[Records from a dataset]

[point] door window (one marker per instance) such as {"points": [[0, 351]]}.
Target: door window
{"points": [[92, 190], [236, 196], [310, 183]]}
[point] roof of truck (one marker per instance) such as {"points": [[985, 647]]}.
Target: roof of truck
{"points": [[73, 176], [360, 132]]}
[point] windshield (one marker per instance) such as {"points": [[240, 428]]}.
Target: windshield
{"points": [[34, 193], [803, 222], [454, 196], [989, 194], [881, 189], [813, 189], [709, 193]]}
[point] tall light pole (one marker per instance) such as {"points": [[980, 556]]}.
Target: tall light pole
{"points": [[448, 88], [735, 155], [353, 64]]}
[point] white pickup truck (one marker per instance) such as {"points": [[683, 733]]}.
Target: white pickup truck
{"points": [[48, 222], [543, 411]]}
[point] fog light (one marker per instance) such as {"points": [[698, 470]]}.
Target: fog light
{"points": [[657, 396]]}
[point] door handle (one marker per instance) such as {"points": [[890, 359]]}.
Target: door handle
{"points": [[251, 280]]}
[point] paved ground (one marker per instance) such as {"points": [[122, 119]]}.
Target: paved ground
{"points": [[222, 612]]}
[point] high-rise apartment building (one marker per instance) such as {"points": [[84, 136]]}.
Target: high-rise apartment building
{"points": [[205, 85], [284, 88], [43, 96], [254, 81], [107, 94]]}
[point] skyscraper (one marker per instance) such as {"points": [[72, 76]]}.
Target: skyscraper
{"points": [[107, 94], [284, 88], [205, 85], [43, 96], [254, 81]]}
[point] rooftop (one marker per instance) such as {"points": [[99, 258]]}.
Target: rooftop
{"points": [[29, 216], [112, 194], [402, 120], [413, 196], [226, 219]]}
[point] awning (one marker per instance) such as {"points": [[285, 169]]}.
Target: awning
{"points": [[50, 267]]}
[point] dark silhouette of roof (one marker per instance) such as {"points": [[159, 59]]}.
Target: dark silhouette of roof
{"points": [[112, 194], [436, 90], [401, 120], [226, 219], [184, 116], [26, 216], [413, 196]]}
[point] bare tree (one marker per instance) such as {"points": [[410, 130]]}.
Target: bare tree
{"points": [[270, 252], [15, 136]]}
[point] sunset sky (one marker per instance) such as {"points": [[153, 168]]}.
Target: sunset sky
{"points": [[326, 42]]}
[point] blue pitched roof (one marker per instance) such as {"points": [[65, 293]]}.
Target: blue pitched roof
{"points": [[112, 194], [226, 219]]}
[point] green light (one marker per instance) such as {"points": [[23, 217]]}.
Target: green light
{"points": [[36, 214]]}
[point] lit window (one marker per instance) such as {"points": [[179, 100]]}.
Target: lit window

### WHAT IS EXPECTED
Working from the data above, extract solely the lines from the one containing "[point] roof of" through the one containing "[point] windshield (one", exactly as they appear, both included.

### SOLUTION TO THE EXERCISE
[point] roof of truck (one marker per instance) such as {"points": [[985, 647]]}.
Target: roof of truck
{"points": [[73, 176], [360, 132]]}
[point] windshield (one marker per instance) such as {"points": [[240, 428]]}.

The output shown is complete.